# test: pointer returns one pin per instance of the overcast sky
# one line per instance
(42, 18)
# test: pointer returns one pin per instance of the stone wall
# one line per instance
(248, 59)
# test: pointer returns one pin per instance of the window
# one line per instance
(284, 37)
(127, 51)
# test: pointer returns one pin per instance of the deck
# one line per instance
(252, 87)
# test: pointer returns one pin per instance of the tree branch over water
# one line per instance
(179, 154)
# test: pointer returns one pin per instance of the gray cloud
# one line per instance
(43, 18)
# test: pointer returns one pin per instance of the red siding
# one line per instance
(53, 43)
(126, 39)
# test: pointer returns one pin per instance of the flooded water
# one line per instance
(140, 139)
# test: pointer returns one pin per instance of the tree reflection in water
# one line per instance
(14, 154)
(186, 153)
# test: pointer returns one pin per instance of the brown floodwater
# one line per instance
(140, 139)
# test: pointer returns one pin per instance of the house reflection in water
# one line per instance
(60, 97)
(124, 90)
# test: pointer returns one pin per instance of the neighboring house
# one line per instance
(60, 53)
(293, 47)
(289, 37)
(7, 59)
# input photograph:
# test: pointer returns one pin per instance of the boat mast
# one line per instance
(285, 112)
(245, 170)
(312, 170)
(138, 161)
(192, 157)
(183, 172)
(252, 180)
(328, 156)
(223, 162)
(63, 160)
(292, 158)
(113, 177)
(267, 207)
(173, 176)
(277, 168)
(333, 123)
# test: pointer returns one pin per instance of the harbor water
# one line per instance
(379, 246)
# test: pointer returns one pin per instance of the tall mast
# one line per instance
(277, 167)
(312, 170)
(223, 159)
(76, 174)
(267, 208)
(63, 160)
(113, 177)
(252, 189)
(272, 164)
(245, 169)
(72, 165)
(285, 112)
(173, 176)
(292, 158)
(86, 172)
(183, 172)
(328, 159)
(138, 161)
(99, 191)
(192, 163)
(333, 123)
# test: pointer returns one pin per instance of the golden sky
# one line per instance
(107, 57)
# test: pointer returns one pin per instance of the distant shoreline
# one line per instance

• **What to work on**: In the records, from the line with "# test: pointer returns one pin per instance of the house" through the end, rename "pointer" to "marker". Return only those lines, with nothing else changed.

• **Answer to this problem**:
# test: marker returns one pin per instance of the house reflection in water
# one line per instance
(60, 97)
(124, 90)
# test: marker returns one pin per instance of the neighboring house
# one line per instance
(60, 53)
(293, 47)
(289, 37)
(7, 59)
# input photograph:
# test: marker returns one pin per instance of the boat mast
# one line per instance
(285, 112)
(245, 170)
(312, 170)
(138, 161)
(192, 157)
(183, 172)
(252, 180)
(328, 156)
(223, 162)
(63, 160)
(292, 158)
(113, 177)
(267, 207)
(173, 176)
(277, 168)
(333, 123)
# test: marker returns one pin per instance of the harbor water
# one line per instance
(379, 246)
# test: marker returns one pin per instance of the tall mast
# one line per instance
(277, 167)
(312, 170)
(223, 159)
(76, 174)
(267, 208)
(63, 160)
(113, 177)
(252, 189)
(272, 164)
(245, 169)
(72, 165)
(285, 112)
(173, 176)
(292, 158)
(86, 172)
(183, 172)
(328, 159)
(138, 161)
(99, 191)
(192, 163)
(333, 123)
# test: marker returns one pin per instance of the golden sky
# one line per instance
(107, 57)
# test: marker returns one pin per instance of the distant shoreline
# one line per instance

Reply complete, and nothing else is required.